A new year, a new smartwatch, as Apple unveils what’s coming from its flagship smartwatch model.
Apple’s smartwatch is getting a bit of an update of sorts this week, as the company behind the iPhone looks to upgrade its smartwatches, too.
While the world might have expected an iPhone or four at this week’s Apple event, that was sadly not to be. Rather, Apple focused its “Time Flies” event on iPads and the Apple Watch, which we largely expected.
But for a bit of a change this year, there won’t be just one Apple Watch, but two joining the Series 3, which also sticks around for the next year. That model will drop to a starting cost of $299 locally, down from $319, making it essentially an “entry-level Apple Watch” of sorts, albeit one with water resistance and GPS.
However it won’t be the only option.
While the Series 3 uses the older style Apple Watch design complete with a larger set of bezels, there will be an Apple Watch SE this year, using the same thinner bordered screen from Series 5, offering a 40mm and 44mm design, and with enough features inside that make it similar to what was found in the Series 5 Apple Watch, too.
Essentially, it’s the Apple Watch Series 5 system, featuring a dual-core chip, haptic feedback, water-resistance, GPS, built-in compass, fall detection, altimeter, heart-rate tracking, and water resistance from the Series 5 Apple Watch, but in a slightly more cost-effective package.
About the only thing missing from the Apple Watch SE from the previous Series 5 is the electrical heart sensor, the ECG, which is largely irrelevant in Australia, anyway, with the Therapeutic Goods Association (TGA) yet to approve it.
*-*-*
Exercise prompt |
Write out the passage of the Apple Watch article above, from "But for a bit" up to and including "Apple Watch, too.".

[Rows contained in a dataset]
*-*-*
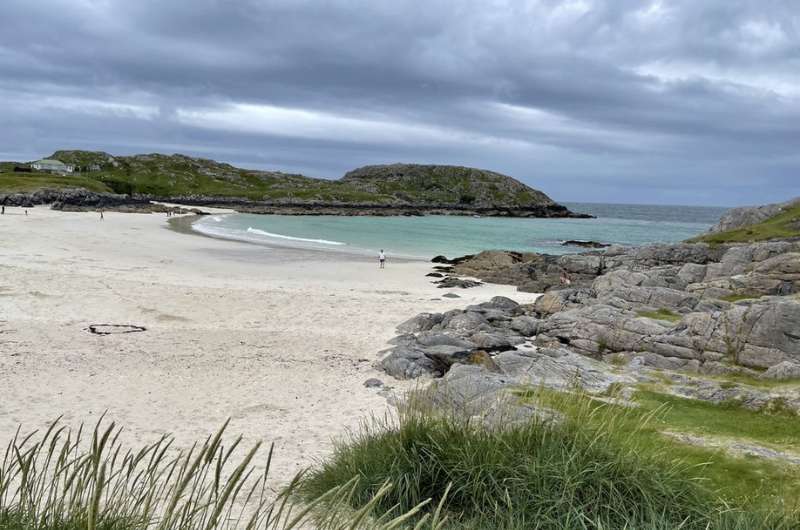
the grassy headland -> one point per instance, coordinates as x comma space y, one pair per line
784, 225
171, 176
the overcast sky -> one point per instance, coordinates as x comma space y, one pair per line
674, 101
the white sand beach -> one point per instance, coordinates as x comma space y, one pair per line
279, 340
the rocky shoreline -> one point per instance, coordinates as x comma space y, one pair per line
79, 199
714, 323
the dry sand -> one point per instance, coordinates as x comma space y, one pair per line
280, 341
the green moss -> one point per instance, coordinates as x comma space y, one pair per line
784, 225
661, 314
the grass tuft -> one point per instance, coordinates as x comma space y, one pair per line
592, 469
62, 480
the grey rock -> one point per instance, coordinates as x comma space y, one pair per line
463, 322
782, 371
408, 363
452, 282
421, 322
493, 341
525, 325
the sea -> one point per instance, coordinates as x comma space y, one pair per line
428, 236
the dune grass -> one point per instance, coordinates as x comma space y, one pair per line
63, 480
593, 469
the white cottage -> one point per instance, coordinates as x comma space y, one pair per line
*-*-*
Output |
But for a bit of a change this year, there won’t be just one Apple Watch, but two joining the Series 3, which also sticks around for the next year. That model will drop to a starting cost of $299 locally, down from $319, making it essentially an “entry-level Apple Watch” of sorts, albeit one with water resistance and GPS.
However it won’t be the only option.
While the Series 3 uses the older style Apple Watch design complete with a larger set of bezels, there will be an Apple Watch SE this year, using the same thinner bordered screen from Series 5, offering a 40mm and 44mm design, and with enough features inside that make it similar to what was found in the Series 5 Apple Watch, too.